Required tasks:
1 – In the Port Elizabeth policing report, write out the part from "With a heavy" to "to various hotspots.", switching "Kinana" to "Brigadier Kinana".
2 – List the drugs the Port Elizabeth policing report says were among those confiscated.
3 – According to the Port Elizabeth policing report, why does Elaine Petrus think the police are searching the wrong homes?
Excerpt to read below:
After an intervention by Police Minister Bheki Cele, police in the Eastern Cape have made inroads over the festive season in the notorious gang-infested northern areas of Port Elizabeth.
Since the deployment of the National Intervention Unit (NIU) on December 3, police have confiscated drugs to the value of R500,000. Detectives at the Provincial Gang Investigation Unit have taken on 34 new cases comprising of 40 arrests.
In addition, 79 arrests were effected in which 10 illegal firearms and 122 rounds of ammunition were recovered, provincial police spokesperson Brigadier Tembinkosi Kinana said.
Kinana said confiscated drugs included tik, cocaine, mandrax and schedule 5 medication.
During an operation in a hotspot area of Helenvale today, a 33-year-old man driving a white Polo was arrested for allegedly being in possession of an illegal firearm and ammunition.
The man was pulled over during a stop-and-search between Reginald and Voisen streets, just opposite the Gelvandale Police Station.
According to the police, the firearm was found in a box under the driver’s seat.
With a heavy police presence, the operation was flighted at the infamous “Die Gaat” in Helenvale where Vehicle Check Points (VCP) were being carried out.
According Kinana, VCP was carried out daily in the northern areas comprising a large geographical area in the city which included Gelvandale, Helenvale, Booysens Park and Bethelsdorp.
Kinana said crime analysis was done on a daily basis and from there members were deployed to various hotspots.
Provincial Police Commissioner, Lieutenant General Liziwe Ntshinga implemented the National Intervention Unit (NIU) and Tactical Response Team (TRT) to assist current deployment which includes the Crime Combating Unit (CCU) and Visible Gang Intervention Team who deal with gangsterism and the ongoing violence in the area.
At the time, Cele had also promised that a new police station would be built at Booysens Park within the next 10 months.
Today, police were on the hunt for drugs and guns and effected two search warrants at homes in Voisen and Blesbok streets. Explosive Detection dog, Max, sniffed out the two homes, however no suspected illegal guns and drugs were discovered.
A frustrated Elaine Petrus of Voisen Street said that while she understood that police were doing their jobs, she believed that police were searching the wrong homes.
Petrus said that police had searched her home five times since Christmas and she believed police were being played by their informants.
“You are free to come and search , you are free to do your jobs. But those people who are giving you [police] the information I’ll pray for them,” she said.
“They are giving the wrong information, they are giving information that don’t lead to the gangsters homes.”
End of Excerpt to read.
Records provided below:
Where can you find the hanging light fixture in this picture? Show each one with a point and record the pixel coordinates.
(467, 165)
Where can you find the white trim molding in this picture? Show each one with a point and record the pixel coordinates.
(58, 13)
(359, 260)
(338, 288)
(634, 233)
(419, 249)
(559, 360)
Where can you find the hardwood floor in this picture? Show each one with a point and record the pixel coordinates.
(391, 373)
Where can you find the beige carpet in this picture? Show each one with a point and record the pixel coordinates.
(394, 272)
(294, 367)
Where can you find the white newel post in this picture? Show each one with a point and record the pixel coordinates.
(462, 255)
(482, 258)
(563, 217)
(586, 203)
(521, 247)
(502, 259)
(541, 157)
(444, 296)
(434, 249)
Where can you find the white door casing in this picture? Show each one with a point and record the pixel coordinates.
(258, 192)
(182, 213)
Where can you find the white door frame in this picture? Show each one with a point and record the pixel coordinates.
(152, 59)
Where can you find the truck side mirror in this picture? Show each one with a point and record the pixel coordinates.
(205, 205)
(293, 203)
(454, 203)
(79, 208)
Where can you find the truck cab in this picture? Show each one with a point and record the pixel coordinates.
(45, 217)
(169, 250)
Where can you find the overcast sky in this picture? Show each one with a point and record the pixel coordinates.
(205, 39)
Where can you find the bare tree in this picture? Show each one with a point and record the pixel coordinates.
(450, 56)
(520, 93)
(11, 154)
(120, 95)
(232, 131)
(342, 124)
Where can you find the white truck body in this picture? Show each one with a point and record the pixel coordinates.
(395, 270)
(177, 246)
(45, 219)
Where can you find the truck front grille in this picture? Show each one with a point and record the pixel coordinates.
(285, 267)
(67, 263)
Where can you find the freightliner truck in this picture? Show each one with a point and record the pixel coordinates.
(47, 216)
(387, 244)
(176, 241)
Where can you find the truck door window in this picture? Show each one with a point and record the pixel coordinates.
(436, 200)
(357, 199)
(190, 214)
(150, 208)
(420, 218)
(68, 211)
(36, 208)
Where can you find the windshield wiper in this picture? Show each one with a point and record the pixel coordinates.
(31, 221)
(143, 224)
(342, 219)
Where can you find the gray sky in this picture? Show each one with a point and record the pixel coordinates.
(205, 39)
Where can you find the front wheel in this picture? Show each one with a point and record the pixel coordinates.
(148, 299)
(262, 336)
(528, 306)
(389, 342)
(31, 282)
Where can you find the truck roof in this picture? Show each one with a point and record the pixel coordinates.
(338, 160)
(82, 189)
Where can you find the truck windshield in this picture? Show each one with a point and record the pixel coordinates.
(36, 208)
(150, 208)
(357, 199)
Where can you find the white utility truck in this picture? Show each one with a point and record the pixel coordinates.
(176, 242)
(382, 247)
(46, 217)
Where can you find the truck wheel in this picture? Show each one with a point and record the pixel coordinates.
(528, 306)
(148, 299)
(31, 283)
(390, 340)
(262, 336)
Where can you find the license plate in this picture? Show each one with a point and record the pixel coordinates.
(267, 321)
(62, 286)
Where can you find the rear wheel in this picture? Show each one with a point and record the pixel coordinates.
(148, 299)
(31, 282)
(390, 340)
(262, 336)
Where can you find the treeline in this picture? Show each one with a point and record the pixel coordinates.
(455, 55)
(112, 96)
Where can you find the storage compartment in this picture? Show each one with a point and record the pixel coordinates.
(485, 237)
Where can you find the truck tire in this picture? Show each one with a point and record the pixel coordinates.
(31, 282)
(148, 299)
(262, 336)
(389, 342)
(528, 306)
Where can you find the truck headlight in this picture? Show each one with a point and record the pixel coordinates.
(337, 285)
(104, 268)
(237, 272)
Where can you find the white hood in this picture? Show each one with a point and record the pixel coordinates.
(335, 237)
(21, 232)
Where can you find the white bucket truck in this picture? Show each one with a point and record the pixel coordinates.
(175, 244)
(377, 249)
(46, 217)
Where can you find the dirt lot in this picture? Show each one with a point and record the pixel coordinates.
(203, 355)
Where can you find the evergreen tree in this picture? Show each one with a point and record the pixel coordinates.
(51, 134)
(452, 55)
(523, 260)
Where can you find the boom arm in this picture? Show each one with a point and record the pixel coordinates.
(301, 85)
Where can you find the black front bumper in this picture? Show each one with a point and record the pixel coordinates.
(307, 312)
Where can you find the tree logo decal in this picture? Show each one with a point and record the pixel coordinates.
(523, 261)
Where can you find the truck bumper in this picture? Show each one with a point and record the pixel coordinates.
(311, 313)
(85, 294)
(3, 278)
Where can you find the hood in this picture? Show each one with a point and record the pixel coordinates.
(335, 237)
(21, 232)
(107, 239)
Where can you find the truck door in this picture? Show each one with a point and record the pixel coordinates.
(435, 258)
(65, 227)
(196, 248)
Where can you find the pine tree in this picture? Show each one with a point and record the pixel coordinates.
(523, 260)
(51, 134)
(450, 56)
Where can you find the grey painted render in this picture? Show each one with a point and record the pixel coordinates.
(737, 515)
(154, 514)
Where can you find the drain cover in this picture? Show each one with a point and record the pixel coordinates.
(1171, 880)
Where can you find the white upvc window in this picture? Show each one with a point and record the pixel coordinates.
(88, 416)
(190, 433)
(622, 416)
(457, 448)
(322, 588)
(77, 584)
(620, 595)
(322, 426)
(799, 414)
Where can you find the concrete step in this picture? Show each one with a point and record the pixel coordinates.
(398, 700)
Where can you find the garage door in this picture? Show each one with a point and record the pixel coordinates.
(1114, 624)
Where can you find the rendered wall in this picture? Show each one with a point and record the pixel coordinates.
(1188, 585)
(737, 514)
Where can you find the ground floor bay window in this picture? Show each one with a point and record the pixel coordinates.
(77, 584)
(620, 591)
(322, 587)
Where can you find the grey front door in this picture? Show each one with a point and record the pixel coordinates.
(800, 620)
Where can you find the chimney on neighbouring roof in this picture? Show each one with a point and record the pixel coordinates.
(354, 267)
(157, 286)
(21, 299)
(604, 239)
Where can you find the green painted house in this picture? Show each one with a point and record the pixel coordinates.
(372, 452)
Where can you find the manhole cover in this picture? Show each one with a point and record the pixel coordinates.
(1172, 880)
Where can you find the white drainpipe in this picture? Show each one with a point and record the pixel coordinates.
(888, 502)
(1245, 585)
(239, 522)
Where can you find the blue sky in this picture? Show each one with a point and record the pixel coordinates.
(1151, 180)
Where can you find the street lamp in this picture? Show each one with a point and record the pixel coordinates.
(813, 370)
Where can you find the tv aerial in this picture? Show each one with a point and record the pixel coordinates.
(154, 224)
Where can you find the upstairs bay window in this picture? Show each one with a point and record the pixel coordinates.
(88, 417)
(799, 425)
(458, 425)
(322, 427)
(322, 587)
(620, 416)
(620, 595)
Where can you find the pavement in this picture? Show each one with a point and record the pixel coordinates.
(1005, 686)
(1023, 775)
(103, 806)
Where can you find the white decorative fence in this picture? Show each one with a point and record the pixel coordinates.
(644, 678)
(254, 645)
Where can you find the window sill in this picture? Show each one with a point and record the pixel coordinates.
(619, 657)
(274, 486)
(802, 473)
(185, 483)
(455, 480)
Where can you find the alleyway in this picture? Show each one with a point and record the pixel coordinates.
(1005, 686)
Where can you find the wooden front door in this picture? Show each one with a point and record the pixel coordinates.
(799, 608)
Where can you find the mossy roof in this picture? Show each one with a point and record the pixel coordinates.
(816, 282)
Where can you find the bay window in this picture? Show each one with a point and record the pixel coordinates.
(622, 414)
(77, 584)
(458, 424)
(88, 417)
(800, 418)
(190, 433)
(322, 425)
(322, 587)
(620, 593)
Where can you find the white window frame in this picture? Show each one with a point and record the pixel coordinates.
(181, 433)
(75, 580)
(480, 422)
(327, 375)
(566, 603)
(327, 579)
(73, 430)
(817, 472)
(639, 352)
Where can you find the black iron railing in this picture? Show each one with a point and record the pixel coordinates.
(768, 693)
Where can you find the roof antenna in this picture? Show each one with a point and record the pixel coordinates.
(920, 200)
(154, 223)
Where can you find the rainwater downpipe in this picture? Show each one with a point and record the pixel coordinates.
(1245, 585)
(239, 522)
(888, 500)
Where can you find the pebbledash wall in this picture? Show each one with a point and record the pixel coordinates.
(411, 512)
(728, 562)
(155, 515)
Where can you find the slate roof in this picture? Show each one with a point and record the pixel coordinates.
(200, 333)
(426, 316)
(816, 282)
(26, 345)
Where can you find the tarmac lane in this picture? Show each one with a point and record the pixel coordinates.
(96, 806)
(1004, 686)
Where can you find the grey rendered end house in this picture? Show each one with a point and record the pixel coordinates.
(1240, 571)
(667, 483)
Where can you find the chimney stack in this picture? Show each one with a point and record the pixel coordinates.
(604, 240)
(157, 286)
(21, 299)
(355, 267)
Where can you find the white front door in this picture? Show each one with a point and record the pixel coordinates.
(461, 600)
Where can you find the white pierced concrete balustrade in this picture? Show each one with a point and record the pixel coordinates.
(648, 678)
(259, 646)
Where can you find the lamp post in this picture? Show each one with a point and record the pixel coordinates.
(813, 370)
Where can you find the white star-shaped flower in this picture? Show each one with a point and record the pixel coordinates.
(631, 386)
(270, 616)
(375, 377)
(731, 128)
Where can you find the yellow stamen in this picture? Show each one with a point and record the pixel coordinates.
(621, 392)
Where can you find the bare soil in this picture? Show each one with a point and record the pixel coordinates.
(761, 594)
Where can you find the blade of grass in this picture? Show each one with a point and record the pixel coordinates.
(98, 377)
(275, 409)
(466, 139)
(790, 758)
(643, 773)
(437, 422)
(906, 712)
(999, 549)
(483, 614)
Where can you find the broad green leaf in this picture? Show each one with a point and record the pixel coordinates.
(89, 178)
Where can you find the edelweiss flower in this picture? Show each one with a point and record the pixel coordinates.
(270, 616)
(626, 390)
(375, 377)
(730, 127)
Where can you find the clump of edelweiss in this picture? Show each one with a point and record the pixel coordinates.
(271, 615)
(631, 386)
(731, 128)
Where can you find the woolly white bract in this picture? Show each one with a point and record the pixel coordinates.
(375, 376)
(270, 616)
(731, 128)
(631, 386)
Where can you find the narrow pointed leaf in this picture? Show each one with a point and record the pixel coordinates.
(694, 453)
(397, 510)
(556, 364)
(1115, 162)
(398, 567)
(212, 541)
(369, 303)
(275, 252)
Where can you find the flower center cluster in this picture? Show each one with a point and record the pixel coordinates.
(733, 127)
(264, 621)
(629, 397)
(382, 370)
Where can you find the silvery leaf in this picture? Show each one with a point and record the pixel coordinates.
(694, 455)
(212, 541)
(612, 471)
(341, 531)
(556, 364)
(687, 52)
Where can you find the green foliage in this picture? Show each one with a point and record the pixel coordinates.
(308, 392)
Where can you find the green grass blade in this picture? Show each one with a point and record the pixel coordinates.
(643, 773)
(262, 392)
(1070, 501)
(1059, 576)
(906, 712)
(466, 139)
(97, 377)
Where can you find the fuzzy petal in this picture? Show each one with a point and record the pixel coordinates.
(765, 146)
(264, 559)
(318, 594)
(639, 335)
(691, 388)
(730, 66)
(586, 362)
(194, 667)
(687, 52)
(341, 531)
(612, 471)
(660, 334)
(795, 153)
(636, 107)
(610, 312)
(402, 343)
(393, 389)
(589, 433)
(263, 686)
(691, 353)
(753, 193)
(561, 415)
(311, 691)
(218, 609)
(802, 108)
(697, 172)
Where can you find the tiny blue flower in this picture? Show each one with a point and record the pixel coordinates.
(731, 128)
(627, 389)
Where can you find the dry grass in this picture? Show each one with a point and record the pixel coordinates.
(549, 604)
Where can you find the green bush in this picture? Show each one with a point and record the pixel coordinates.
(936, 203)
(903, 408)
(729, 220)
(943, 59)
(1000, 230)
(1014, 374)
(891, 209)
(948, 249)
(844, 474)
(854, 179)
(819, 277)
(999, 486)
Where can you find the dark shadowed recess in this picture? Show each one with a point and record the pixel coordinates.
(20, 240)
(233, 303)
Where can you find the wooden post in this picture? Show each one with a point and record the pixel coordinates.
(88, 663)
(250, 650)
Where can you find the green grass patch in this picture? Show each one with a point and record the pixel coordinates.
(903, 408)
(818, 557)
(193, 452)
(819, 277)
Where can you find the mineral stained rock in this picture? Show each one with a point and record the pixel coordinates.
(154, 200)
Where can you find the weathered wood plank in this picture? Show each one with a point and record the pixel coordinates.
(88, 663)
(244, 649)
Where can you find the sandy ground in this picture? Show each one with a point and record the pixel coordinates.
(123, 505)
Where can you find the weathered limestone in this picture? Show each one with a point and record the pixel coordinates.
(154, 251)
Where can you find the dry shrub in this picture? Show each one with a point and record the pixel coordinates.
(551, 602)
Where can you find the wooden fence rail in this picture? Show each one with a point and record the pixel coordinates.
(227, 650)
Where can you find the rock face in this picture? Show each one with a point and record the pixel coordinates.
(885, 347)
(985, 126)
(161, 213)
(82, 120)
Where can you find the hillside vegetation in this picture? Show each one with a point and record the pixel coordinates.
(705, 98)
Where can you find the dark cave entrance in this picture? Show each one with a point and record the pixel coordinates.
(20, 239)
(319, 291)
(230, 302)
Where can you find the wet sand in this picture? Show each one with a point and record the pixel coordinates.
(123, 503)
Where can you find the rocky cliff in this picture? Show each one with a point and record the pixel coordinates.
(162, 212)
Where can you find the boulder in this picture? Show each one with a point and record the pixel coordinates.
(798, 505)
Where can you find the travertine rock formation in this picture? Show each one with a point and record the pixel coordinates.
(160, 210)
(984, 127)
End of Records provided.
Exercise answers:
1 –
With a heavy police presence, the operation was flighted at the infamous “Die Gaat” in Helenvale where Vehicle Check Points (VCP) were being carried out.
According Brigadier Kinana, VCP was carried out daily in the northern areas comprising a large geographical area in the city which included Gelvandale, Helenvale, Booysens Park and Bethelsdorp.
Brigadier Kinana said crime analysis was done on a daily basis and from there members were deployed to various hotspots.

2 – tik, cocaine, mandrax, schedule 5 medication

3 – She believes the police are being played by their informants. In her view, those informants give wrong information that doesn't lead to the gangsters' homes.